__EXERCISE BRIEF__.
Where does the string "below" occur in the records? Copy each line that holds it.

• • • • •

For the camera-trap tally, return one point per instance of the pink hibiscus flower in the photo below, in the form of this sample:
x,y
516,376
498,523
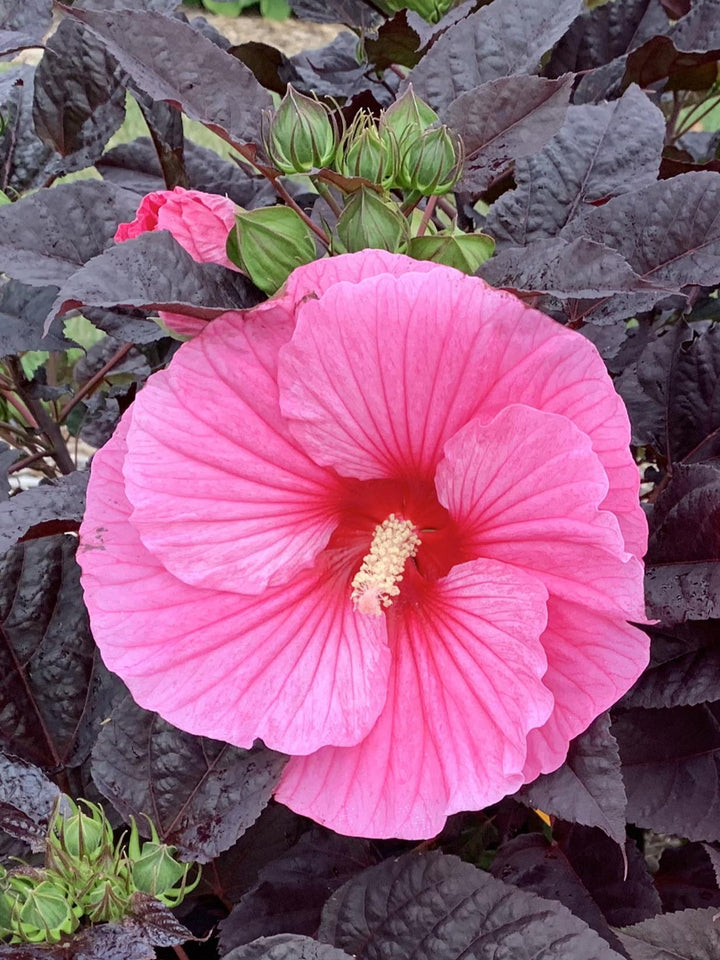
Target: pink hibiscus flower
x,y
388,522
200,222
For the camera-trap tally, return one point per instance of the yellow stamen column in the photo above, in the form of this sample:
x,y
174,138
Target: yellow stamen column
x,y
376,582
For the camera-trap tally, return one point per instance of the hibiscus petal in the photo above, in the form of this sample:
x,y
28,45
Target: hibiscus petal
x,y
593,659
465,688
295,666
526,489
222,494
380,374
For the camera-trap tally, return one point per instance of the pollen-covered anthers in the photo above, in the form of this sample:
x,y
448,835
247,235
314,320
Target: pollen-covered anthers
x,y
376,582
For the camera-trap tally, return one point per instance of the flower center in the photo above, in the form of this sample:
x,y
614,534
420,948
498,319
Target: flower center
x,y
376,582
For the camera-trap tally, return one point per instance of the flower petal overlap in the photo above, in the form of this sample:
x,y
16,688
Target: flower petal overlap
x,y
388,522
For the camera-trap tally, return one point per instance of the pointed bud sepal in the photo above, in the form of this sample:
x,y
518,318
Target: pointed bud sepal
x,y
366,153
432,163
41,908
464,251
369,221
78,835
155,870
407,118
269,243
300,135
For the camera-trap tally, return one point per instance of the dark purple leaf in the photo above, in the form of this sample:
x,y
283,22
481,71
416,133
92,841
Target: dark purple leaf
x,y
671,768
588,787
685,935
669,233
606,32
27,799
166,57
685,878
23,311
683,561
135,166
25,161
533,864
292,890
79,98
201,794
435,907
506,119
45,237
55,507
684,667
54,690
600,151
504,38
154,272
578,269
286,947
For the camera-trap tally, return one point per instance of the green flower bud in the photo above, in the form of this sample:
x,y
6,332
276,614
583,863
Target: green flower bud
x,y
464,251
300,135
368,221
433,162
407,118
269,243
80,835
365,153
41,909
155,870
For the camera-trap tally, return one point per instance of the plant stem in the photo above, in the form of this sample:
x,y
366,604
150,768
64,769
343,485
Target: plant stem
x,y
427,214
45,423
95,380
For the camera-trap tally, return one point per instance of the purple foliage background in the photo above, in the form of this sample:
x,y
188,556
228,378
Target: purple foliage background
x,y
605,208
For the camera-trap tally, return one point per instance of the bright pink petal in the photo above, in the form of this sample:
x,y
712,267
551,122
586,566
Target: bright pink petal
x,y
593,659
526,489
200,222
296,666
466,687
380,374
222,495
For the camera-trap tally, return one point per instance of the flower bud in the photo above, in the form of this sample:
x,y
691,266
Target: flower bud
x,y
464,251
407,118
269,243
80,835
41,910
432,163
155,870
365,153
300,135
368,221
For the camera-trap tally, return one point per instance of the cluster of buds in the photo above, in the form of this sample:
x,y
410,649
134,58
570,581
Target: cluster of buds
x,y
87,875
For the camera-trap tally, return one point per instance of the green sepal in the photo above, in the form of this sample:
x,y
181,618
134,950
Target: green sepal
x,y
464,251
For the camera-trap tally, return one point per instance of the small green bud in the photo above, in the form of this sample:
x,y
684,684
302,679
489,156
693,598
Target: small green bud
x,y
155,870
41,909
81,835
432,163
407,118
365,153
300,135
368,221
269,243
464,251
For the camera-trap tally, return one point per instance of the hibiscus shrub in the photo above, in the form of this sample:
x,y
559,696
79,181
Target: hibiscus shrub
x,y
395,604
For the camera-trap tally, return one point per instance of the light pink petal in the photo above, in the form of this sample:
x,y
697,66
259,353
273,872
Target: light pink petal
x,y
593,659
380,374
465,688
296,666
222,495
526,489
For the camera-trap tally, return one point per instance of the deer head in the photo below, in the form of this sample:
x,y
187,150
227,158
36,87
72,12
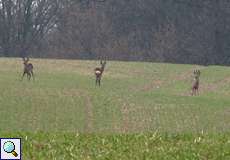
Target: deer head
x,y
103,65
25,60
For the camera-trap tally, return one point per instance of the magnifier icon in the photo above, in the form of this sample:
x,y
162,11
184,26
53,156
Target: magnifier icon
x,y
9,147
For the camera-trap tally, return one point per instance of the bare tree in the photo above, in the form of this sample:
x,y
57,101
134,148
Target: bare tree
x,y
24,23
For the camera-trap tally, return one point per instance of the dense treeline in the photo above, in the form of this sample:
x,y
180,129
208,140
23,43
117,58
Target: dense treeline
x,y
195,31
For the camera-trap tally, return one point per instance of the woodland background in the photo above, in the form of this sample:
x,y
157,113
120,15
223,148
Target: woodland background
x,y
176,31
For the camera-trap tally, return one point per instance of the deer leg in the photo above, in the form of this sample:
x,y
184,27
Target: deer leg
x,y
29,76
32,73
99,81
96,81
23,75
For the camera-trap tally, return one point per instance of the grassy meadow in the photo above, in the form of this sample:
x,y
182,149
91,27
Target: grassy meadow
x,y
141,111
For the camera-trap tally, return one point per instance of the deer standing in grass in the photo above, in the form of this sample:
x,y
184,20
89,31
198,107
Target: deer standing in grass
x,y
28,69
99,71
196,82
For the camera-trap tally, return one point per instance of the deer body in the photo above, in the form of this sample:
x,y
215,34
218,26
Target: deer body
x,y
28,69
98,73
196,83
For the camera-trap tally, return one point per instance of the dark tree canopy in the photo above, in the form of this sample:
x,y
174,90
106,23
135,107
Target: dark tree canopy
x,y
178,31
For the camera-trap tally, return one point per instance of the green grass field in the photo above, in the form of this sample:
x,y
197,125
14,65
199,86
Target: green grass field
x,y
141,111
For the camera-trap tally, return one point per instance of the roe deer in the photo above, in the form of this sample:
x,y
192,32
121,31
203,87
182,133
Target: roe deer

• • • • •

__EXERCISE ANSWER__.
For the camera-trap tally, return one point per instance of the pink hibiscus flower in the photo below, in the form of this sample:
For the camera-trap tally, return one point per instance of the deer head in the photo below, in the form of this sample:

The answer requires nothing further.